◆ **Aim of the exercise**:
Each entry that follows should be given again word for word; please leave out its pictures.

··· The records ···

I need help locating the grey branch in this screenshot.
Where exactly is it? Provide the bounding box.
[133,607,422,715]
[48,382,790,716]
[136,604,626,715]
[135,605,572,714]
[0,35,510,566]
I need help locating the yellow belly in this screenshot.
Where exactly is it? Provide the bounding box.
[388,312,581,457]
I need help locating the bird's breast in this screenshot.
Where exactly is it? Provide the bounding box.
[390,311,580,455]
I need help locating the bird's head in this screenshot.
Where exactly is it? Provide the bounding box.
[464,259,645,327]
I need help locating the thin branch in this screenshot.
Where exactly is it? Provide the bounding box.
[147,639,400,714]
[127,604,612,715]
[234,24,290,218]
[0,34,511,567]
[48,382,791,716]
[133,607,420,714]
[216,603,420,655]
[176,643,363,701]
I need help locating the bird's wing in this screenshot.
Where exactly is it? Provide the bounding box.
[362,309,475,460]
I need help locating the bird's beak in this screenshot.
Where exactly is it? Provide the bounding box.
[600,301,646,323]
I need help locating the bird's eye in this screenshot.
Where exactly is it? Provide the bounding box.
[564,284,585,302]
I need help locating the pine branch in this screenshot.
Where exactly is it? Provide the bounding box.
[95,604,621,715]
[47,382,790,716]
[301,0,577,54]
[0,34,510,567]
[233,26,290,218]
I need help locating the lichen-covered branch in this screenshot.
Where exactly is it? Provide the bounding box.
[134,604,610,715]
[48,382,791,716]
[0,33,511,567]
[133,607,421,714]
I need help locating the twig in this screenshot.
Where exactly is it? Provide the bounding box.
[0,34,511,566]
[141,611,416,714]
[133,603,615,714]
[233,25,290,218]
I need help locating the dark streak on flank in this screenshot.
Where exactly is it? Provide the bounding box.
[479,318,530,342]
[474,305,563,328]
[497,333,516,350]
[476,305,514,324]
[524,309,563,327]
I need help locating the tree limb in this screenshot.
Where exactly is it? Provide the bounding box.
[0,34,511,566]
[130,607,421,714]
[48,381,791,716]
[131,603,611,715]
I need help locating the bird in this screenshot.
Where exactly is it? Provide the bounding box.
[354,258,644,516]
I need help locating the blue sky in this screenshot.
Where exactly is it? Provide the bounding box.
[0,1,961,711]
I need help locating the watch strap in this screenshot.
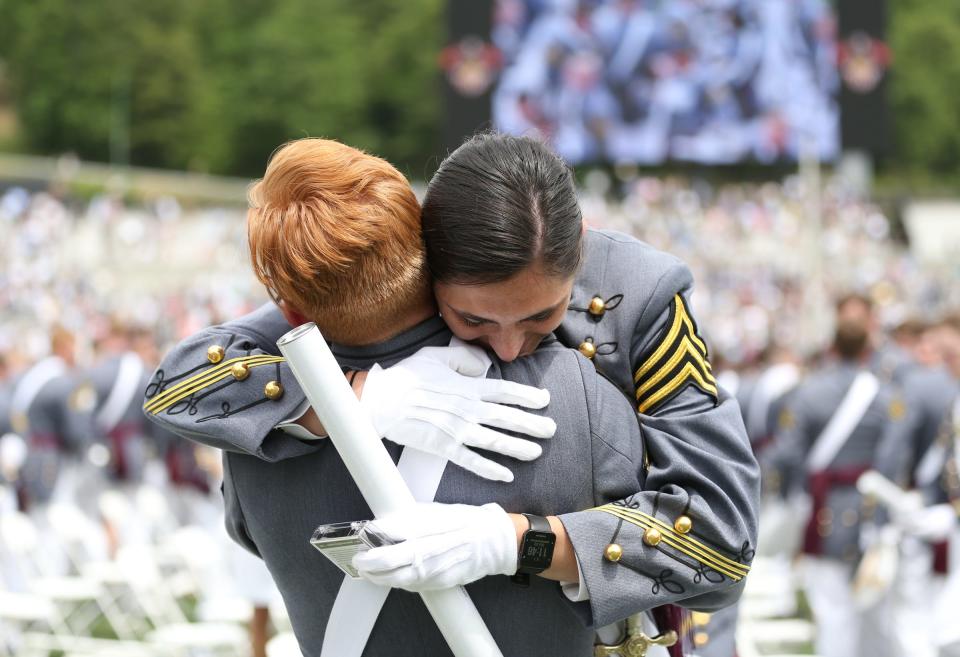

···

◆ **Solution to the exercise**:
I need help locating the grey branch in this screenshot.
Where exactly is it? Provide the bounding box.
[133,607,422,715]
[48,382,790,716]
[136,604,626,715]
[135,605,572,714]
[0,35,510,566]
I need help locating the yellow belly in this screenshot.
Where exactly is it? Provide the bounding box.
[388,312,581,457]
I need help locating the bird's breast in this screenshot.
Where exactly is it? Provide the bounding box.
[390,311,580,455]
I need help locating the bird's head in this screenshot.
Where exactly is it? Provide the bounding box.
[464,259,645,327]
I need help locating the thin branch in this screenshot.
Where exactly is it? Provide the bounding box.
[147,639,400,714]
[127,604,612,715]
[234,24,290,218]
[0,34,511,567]
[48,382,791,716]
[133,607,420,714]
[216,603,420,655]
[176,643,363,701]
I need help locating the bird's wing in this screenshot.
Where exactly is it? Provide the bounding box.
[362,309,475,460]
I need help locating the bird's beak in this screenshot.
Where exactly is it? Provide the bounding box.
[600,301,646,323]
I need help locating the bird's eye in this screenshot.
Where exactly is it? Provide the bounding box.
[564,284,585,302]
I need help locating the pine branch in this screenshot.
Where exactly is it? Provide the bounding box.
[95,604,621,715]
[47,382,790,716]
[301,0,577,54]
[0,34,510,567]
[233,26,290,218]
I need help locating the lichen-covered branch in this screenshot.
Where exactly is it? Provide the bounding box.
[134,604,610,715]
[48,382,791,716]
[0,33,511,567]
[133,607,421,714]
I need help locating the twig in this screenshot.
Where exactly is it? Provide the bounding box.
[0,34,511,566]
[141,611,416,714]
[133,603,615,714]
[233,25,290,218]
I need help locating the dark streak on flank in this screenshot.
Where exactly is it? Provide the bounding box.
[479,318,530,342]
[474,305,563,328]
[497,333,516,350]
[476,305,514,324]
[524,309,563,327]
I need help locating the tree limb in this screenshot.
Where exactly is it? Provide the bounding box.
[0,34,511,566]
[130,607,421,714]
[48,381,791,716]
[131,603,611,715]
I need help locating the bird in this screenshot.
Where exactly is it? Provide the bounding box.
[354,258,644,516]
I need help locating the blue sky in this screenshot.
Where exactly is it? Provide the bounding box.
[0,1,961,711]
I need help locating the watch strap in this screenshot.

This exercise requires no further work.